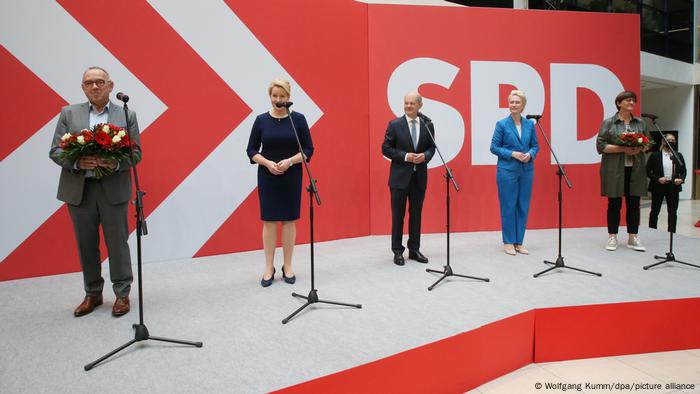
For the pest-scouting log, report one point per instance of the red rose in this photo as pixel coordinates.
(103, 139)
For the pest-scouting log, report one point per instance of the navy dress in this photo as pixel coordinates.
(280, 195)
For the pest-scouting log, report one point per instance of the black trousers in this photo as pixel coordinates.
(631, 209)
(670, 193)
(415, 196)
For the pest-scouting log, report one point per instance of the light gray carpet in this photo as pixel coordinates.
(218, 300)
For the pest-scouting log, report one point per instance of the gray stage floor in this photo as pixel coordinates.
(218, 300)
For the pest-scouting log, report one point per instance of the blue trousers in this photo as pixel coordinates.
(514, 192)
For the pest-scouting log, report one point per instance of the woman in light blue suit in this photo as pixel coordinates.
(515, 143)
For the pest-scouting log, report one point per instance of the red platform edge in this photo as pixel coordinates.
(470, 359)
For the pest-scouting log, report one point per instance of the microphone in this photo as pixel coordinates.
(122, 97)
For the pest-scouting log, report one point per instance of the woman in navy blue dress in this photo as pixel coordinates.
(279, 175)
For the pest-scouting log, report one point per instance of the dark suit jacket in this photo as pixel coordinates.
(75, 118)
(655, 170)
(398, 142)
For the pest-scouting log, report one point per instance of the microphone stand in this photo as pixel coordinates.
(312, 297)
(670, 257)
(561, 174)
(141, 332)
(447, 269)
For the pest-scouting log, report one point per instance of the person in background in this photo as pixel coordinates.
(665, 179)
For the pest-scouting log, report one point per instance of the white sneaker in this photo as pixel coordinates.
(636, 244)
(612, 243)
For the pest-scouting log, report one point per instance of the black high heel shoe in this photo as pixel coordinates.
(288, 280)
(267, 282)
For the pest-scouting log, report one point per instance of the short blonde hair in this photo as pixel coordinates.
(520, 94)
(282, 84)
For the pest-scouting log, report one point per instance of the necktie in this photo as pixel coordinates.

Goal: Could you write out the whole listing above again, with every "pest-scouting log" swapped for "event photo index" and nothing else altered? Leave the pictures out.

In response:
For the event photo index, report one point per instance of the red rose in this photo as pixel coordinates.
(103, 139)
For the event photo index, report one point per instance of the navy dress in this photo as pixel coordinates.
(280, 195)
For the event photo index, report one point per instance of the black trousers in this photo as pixel coordinates.
(631, 209)
(670, 193)
(415, 196)
For the event photo index, report one point per instance of the light gray carpet in this photo as pixel coordinates.
(218, 300)
For the event photo index, report one point per instance of the gray stage floor in this photo as pixel coordinates.
(218, 300)
For the event photo index, report one point per instance of the blue trousers in this photo as pixel coordinates.
(514, 192)
For the event photo index, report one point per instance of the woman in light blue suit in this photo as pixel coordinates.
(515, 143)
For the event photo index, report one point per instance of the red platform edge in this photo as pixel coordinates.
(470, 359)
For the event photo index, report one point per instance of the microphone in this photo as pixel coordinates.
(122, 97)
For the event photo index, report one point per instance of the woman in navy blue dress in this photo as pixel coordinates.
(279, 175)
For the event photo index, report one point per instance of the dark suit jacket in this photo as pixel coordinates.
(75, 118)
(655, 170)
(398, 142)
For the event photo index, report one point per instance of the microphone stand in this photo as pixel coordinates.
(312, 297)
(670, 257)
(561, 174)
(141, 332)
(447, 269)
For the event photo index, report one point per instance of the person in background in this photo as pixel coordinates.
(665, 179)
For the event photo index, report one point per instance of the white sneaker in this photo as pixel coordinates.
(636, 244)
(612, 243)
For the event photo index, report one point per instance of the black high heel shoe in this photo as pixel coordinates.
(288, 280)
(267, 282)
For the event photo index, report one point per instance of the short blonde hair in this photo as pixel coordinates.
(520, 94)
(282, 84)
For the event photo index, report one point per instance of the necktie in this photo as pixel coordinates.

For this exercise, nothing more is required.